# START OF Document
Norges Bank

Submission

Advice on the systemic risk buffer

Norges Bank’s Monetary Policy and Financial Stability Committee has decided to advise the Ministry of Finance to keep the systemic risk buffer (SyRB) requirement unchanged at 4.5%.

Background 

Owing to vulnerabilities in the financial system, negative shocks may have serious consequences for the financial system and the Norwegian economy. The SyRB is designed to ensure that banks hold sufficient capital to withstand future downturns. The SyRB should reflect the assessment of structural vulnerabilities in the financial system, ie persistent features of the financial system that change little or rarely from year to year.

The Ministry of Finance sets the SyRB requirement. Norges Bank is responsible for preparing a decision basis and advising the Ministry of Finance on the level of the SyRB at least every other year.

The SyRB requirement was introduced in Norway in 2013 and was increased to 4.5% in 2020. In 2022 and 2024, the Ministry of Finance decided to keep the requirement unchanged at 4.5%, in line with Norges Bank’s advice.

The Norwegian SyRB has a materiality threshold for reciprocity for foreign banks of NOK 5 billion in risk‑weighted exposures. The requirement has been reciprocated by all jurisdictions with banks whose exposures exceed this threshold.
# END OF Document
# START OF Extracted records
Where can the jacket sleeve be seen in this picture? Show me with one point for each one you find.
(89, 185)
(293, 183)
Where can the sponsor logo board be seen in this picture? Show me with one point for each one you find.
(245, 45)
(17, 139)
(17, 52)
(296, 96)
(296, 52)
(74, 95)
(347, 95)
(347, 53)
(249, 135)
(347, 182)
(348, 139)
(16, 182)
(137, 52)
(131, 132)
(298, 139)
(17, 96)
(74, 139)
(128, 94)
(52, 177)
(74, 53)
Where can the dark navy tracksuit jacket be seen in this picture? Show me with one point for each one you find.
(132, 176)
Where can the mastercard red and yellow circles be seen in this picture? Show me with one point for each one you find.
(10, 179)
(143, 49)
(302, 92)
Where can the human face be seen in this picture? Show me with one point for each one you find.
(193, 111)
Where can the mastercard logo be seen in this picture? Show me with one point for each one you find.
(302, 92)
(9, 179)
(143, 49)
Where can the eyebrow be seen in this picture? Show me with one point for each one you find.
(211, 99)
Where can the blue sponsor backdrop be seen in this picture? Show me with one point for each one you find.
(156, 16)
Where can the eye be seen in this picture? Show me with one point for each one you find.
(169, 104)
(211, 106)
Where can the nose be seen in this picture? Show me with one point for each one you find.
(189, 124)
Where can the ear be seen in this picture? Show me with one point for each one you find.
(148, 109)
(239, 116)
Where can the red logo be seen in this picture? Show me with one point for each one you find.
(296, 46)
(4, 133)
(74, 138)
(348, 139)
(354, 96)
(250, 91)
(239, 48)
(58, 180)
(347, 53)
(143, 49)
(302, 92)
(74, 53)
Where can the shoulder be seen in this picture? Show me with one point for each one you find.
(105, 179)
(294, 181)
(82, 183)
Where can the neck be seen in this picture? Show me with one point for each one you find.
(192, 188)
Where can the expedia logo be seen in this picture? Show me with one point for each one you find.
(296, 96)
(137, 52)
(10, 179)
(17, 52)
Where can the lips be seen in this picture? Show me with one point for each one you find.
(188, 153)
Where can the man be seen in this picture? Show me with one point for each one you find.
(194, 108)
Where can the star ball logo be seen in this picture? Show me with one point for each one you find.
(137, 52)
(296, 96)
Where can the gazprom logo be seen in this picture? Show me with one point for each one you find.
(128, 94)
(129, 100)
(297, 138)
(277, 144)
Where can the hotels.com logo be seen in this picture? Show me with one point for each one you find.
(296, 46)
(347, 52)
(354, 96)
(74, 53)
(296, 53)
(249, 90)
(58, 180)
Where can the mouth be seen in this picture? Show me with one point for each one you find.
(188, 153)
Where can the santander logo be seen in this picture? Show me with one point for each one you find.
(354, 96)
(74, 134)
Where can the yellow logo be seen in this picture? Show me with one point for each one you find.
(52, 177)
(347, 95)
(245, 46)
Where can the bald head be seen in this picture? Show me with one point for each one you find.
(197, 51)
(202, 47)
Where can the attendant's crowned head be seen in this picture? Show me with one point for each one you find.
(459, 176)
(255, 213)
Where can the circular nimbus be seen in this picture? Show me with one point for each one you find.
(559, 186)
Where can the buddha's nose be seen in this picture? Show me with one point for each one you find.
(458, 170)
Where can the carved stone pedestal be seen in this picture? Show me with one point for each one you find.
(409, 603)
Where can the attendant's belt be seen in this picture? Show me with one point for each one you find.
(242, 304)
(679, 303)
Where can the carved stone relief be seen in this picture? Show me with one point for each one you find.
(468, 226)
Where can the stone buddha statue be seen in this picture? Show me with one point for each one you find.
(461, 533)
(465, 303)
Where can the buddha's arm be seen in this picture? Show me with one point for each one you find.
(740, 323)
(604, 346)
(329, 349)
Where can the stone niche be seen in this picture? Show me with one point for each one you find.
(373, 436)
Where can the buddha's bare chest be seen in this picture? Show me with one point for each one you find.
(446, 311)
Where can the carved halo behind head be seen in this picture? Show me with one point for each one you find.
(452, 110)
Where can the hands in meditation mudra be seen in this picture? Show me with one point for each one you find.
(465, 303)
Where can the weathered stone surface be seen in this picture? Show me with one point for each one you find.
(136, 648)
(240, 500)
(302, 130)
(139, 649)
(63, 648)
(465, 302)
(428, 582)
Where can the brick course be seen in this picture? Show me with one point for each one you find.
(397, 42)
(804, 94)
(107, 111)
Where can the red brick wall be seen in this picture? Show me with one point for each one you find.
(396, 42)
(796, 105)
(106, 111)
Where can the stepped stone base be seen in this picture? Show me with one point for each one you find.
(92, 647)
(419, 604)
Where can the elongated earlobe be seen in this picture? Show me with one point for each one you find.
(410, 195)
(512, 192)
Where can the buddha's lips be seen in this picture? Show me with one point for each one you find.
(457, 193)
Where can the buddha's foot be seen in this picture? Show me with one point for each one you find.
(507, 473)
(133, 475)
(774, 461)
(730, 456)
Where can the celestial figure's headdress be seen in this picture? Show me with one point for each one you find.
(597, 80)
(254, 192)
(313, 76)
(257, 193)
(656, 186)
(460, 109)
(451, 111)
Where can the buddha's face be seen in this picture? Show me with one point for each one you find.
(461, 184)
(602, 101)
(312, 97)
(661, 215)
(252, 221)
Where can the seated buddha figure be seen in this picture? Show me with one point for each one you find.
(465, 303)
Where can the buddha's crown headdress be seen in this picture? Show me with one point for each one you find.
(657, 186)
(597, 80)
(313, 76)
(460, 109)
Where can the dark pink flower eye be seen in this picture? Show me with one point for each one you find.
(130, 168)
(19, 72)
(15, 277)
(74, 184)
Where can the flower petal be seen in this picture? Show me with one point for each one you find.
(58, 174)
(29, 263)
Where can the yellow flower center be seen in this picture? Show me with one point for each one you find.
# END OF Extracted records
Given problem 1
Do the following statements agree with the submission on the systemic risk buffer? Answer yes or no for each, quoting the words of the submission that decide it.
(a) The SyRB requirement was first introduced in Norway in 2020.
(b) Norges Bank sets the SyRB requirement.
(c) The Norwegian SyRB has a materiality threshold for reciprocity for foreign banks of NOK 5 billion in risk-weighted exposures.
Given problem 2
Using the submission on the systemic risk buffer, answer each question briefly:
(a) At what level does the committee advise keeping the SyRB requirement?
(b) How often, at minimum, must Norges Bank advise the Ministry of Finance on the level of the SyRB?
(c) In which years did the Ministry of Finance decide to keep the requirement unchanged?
Given problem 3
Continue the submission on the systemic risk buffer from its last sentence.

Output 1
(a) No: "The SyRB requirement was introduced in Norway in 2013 and was increased to 4.5% in 2020."
(b) No: "The Ministry of Finance sets the SyRB requirement."
(c) Yes: "The Norwegian SyRB has a materiality threshold for reciprocity for foreign banks of NOK 5 billion in risk‑weighted exposures."

Output 2
(a) 4.5%
(b) At least every other year
(c) 2022 and 2024

Output 3
The capital adequacy framework has become more extensive and complex over the past 15 years. The European Commission has announced that it will propose changes to bank regulation in 2026. One aim is to simplify the regulatory framework for capital adequacy and reporting. There are good reasons to explore opportunities to simplify complex and comprehensive regulations, but this should not be at the expense of financial system resilience. Under the current capital requirements, Norwegian households and firms have had ample access to credit, and the banking services markets overall appear to function well.

The decision basis for the advice on the systemic risk buffer comprises this letter and the reports Financial Stability Report 2026 H1 and Financial Stability Report 2025 H2. Norges Bank’s framework for advice on the SyRB is also attached. In preparing its advice, Norges Bank has exchanged information and assessments with the Financial Supervisory Authority of Norway (see also the letter from the Financial Supervisory Authority).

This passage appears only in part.